* _What you have to do_
Rewrite everything from "Troubleshooting Kubernetes" down to "up your cluster." in the Kubernetes troubleshooting text, putting "capacity" wherever "resources" appears.

* _Quoted passage_
◆ ◆ ◆
Troubleshooting

Troubleshooting DC/OS Kubernetes

Troubleshooting Kubernetes

Scheduler is not starting at all

If the scheduler task is not starting at all for your Kubernetes cluster, confirm that your DC/OS cluster contains enough resources to launch the cluster. If it appears that there are enough resources available, verify that there are no existing quotas for that installation. If there are, verify that it contains correct values.

See the Setting up for more detail on setting up your cluster.

Scheduler is restarting

If the scheduler task is starting for your Kubernetes cluster but is in a “Failed” restart loop, verify all of the installation prerequisites have been met. This might include improperly configured Service Account and/or Service Account secret or other issues.

The simplest way is to look at the Kubernetes cluster’s scheduler logs for any error messages. Here are a few examples of what you might see.

Service Account and Service Account secret was not specified or is not created:

Exception in thread "main" java.lang.IllegalStateException: com.mesosphere.sdk.state.ConfigStoreException: Configuration failed validation without any prior target configurationavailable for fallback. Initial launch with invalid configuration? 1 Errors: 1: Field: 'service.service_account_secret'; Value: 'null'; Message: 'MUST specify a service account secret in DC/OS Enterprise.' (reason: LOGIC_ERROR)
	at com.mesosphere.sdk.scheduler.SchedulerBuilder.updateConfig(SchedulerBuilder.java:660)
	at com.mesosphere.sdk.scheduler.SchedulerBuilder.getDefaultScheduler(SchedulerBuilder.java:379)
	at com.mesosphere.sdk.scheduler.SchedulerBuilder.build(SchedulerBuilder.java:322)
	at com.mesosphere.sdk.scheduler.SchedulerRunner.run(SchedulerRunner.java:89)
	at com.mesosphere.sdk.kubernetes.scheduler.Main.main(Main.java:269)
Caused by: com.mesosphere.sdk.state.ConfigStoreException: Configuration failed validation without any prior target configurationavailable for fallback. Initial launch with invalid configuration? 1 Errors: 1: Field: 'service.service_account_secret'; Value: 'null'; Message: 'MUST specify a service account secret in DC/OS Enterprise.' (reason: LOGIC_ERROR)
	at com.mesosphere.sdk.config.DefaultConfigurationUpdater.updateConfiguration(DefaultConfigurationUpdater.java:119)
◆ ◆ ◆
* _Listed entries_
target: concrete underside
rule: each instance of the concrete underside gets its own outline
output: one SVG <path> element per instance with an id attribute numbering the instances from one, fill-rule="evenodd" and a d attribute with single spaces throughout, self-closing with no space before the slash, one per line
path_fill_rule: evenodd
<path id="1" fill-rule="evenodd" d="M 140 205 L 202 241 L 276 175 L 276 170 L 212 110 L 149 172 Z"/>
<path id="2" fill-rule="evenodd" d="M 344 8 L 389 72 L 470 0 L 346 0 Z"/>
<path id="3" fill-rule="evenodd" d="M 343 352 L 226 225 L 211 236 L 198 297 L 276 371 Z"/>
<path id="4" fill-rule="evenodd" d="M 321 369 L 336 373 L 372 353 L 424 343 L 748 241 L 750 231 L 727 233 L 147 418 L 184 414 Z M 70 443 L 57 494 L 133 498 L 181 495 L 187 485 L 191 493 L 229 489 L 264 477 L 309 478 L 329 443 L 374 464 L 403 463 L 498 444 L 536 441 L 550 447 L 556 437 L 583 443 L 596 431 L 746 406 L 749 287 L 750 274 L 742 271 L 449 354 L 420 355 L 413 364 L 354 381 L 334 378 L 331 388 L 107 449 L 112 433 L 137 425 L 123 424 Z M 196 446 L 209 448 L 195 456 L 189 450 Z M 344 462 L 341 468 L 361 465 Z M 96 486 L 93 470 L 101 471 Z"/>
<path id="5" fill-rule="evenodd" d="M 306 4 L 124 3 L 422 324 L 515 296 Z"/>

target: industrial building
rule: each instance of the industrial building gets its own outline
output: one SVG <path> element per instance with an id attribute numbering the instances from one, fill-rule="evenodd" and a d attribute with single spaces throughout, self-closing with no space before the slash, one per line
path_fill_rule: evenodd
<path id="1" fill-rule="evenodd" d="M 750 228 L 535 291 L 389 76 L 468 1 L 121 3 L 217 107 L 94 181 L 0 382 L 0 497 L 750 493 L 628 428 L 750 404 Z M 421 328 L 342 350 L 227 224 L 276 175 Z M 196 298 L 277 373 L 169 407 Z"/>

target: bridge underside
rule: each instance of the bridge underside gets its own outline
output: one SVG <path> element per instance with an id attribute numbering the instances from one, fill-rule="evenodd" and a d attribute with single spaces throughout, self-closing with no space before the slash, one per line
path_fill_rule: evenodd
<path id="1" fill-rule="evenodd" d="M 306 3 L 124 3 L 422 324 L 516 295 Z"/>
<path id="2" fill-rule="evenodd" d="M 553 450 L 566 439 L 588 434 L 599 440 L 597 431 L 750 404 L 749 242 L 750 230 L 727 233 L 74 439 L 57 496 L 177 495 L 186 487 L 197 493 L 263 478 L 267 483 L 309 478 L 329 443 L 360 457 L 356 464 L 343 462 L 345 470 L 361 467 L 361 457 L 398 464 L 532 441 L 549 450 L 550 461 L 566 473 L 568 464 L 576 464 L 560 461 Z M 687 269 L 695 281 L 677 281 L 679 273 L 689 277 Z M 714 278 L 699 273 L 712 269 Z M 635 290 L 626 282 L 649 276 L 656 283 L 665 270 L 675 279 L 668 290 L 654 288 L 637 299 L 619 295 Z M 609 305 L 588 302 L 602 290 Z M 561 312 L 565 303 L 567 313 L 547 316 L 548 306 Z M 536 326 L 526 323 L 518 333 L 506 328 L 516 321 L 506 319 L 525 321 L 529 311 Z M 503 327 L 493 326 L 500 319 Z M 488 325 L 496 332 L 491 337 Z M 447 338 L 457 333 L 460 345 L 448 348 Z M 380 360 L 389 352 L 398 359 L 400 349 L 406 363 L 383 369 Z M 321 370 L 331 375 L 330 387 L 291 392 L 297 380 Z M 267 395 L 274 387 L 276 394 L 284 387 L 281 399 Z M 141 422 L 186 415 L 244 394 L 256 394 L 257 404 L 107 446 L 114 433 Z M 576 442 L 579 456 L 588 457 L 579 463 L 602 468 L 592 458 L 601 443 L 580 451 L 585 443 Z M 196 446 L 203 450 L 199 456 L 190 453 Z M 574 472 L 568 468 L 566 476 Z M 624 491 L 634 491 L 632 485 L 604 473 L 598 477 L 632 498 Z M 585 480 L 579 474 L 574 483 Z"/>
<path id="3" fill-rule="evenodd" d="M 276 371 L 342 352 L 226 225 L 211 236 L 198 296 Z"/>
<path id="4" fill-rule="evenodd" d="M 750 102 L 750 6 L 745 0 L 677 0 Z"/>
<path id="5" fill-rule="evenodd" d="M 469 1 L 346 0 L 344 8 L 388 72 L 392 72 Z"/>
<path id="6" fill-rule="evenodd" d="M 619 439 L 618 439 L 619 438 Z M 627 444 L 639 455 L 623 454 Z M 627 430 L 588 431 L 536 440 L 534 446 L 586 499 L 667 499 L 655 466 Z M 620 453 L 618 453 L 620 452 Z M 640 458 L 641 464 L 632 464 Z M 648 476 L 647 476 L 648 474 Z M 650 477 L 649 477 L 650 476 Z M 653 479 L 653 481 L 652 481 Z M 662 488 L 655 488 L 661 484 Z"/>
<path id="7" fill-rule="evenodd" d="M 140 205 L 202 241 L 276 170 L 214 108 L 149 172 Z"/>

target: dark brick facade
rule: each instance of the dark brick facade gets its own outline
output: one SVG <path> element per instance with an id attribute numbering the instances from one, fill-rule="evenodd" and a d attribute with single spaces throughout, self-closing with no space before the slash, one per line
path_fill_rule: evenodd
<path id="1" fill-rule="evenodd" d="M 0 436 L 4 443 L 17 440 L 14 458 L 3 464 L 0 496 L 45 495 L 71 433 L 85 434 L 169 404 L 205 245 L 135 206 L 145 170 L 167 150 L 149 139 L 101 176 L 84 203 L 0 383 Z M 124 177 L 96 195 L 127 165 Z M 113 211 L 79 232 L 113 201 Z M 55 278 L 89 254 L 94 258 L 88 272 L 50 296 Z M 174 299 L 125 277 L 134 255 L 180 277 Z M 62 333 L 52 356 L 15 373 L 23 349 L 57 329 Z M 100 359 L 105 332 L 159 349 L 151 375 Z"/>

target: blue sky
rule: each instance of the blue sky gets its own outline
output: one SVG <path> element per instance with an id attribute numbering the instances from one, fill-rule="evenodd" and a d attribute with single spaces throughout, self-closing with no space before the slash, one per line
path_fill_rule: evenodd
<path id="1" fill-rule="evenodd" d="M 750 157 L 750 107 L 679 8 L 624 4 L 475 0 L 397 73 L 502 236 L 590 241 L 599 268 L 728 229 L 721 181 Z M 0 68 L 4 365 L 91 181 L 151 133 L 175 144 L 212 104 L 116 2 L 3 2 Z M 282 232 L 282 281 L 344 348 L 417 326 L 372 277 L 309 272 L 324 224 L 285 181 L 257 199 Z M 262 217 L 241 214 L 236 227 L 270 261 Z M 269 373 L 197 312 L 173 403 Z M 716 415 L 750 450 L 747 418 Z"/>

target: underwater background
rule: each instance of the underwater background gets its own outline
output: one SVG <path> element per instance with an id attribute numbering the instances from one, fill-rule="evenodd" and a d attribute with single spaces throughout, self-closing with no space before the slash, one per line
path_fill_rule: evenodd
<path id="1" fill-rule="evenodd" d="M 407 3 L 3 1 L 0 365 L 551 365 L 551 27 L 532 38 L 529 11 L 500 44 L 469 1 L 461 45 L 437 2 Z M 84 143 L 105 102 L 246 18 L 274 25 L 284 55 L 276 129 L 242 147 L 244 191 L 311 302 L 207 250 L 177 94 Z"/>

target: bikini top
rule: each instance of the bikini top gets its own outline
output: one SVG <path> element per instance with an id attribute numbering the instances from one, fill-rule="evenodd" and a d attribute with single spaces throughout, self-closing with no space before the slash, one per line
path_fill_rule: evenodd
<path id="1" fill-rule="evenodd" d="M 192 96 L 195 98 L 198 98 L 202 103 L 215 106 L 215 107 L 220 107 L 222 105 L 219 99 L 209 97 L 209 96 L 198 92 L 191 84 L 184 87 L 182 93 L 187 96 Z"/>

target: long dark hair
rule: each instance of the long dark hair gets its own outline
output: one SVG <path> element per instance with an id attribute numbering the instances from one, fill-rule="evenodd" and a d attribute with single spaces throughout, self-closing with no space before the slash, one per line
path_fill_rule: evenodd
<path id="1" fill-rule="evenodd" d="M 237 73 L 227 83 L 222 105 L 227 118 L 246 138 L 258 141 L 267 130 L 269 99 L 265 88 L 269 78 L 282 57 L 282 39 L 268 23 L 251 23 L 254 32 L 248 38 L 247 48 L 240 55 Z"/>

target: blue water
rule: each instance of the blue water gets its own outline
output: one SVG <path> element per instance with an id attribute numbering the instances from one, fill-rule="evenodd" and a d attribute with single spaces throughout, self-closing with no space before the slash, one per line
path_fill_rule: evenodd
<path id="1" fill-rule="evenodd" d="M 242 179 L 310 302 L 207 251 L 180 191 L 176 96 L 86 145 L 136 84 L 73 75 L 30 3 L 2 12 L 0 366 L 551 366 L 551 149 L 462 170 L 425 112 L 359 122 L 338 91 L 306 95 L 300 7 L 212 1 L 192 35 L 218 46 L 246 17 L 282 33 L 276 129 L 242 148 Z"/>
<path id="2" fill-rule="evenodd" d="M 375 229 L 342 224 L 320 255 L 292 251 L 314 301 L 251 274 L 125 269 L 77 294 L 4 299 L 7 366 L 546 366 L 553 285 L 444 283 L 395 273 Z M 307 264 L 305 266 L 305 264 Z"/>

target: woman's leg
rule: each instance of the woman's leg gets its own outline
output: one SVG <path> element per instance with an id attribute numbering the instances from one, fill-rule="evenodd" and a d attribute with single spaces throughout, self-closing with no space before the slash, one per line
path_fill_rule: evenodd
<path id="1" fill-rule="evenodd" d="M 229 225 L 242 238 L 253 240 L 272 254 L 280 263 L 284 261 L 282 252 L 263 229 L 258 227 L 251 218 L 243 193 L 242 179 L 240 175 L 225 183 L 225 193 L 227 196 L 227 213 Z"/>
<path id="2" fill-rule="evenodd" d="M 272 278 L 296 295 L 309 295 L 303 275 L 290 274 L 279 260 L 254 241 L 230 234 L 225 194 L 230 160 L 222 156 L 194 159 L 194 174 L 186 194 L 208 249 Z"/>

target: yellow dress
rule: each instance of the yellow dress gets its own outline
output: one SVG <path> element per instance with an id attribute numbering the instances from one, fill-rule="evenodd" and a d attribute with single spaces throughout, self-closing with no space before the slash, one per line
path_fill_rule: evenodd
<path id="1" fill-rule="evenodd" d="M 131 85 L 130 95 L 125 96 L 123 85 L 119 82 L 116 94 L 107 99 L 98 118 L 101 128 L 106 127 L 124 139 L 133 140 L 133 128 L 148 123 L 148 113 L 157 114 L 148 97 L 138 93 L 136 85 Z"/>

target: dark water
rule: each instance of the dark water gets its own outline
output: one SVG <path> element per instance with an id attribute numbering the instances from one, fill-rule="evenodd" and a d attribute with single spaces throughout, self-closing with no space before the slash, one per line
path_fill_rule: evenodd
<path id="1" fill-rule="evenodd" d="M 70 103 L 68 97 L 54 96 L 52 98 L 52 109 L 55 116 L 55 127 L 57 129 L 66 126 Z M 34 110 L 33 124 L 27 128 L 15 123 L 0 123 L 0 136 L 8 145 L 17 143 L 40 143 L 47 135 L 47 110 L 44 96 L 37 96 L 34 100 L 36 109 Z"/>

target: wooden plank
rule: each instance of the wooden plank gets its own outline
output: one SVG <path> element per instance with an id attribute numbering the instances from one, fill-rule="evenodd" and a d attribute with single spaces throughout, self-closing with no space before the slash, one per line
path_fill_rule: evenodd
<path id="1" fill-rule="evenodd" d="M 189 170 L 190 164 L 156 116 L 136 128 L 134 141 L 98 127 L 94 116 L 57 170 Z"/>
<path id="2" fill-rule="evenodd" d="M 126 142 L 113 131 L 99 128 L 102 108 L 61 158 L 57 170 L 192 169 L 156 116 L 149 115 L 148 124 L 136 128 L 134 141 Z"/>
◆ ◆ ◆
* _Exercise solution_
Troubleshooting Kubernetes

Scheduler is not starting at all

If the scheduler task is not starting at all for your Kubernetes cluster, confirm that your DC/OS cluster contains enough capacity to launch the cluster. If it appears that there are enough capacity available, verify that there are no existing quotas for that installation. If there are, verify that it contains correct values.

See the Setting up for more detail on setting up your cluster.